Written exercise
Can you give the entries below again, swapping every "instance" for "occurrence" and leaving everything else as it is?

[Collected data entries]
..........
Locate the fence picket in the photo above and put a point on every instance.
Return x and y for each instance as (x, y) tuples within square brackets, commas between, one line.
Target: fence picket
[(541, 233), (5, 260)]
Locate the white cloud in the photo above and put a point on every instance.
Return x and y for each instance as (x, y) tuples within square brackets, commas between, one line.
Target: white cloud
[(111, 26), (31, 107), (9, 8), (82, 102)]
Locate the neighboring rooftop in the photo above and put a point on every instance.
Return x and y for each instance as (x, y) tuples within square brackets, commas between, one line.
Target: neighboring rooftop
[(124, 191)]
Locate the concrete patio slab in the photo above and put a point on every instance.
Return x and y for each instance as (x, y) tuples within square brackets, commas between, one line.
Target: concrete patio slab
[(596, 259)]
..........
Problem solution
Locate the fence picket in the photo above and put a point on every occurrence.
Return x and y for each occurrence as (x, y) tuples within square brackets, commas between, one line.
Target: fence picket
[(541, 233), (5, 260)]
Locate the white cloud in the photo above and put a point on every occurrence.
Return x and y for each occurrence as (x, y) tuples within square brackets, commas between, one line.
Target: white cloud
[(111, 26), (31, 107), (9, 8), (82, 102)]
Locate the neighboring rooftop in the photo above and put a point on every occurrence.
Return x and y for each occurrence as (x, y) tuples within square brackets, commas between, one line.
Target: neighboring rooftop
[(124, 191)]
Locate the concrete patio slab in the photo above and put a point on every occurrence.
Return x and y for each occurrence as (x, y) tuples within square brackets, commas between, one line.
Target: concrete patio slab
[(596, 259)]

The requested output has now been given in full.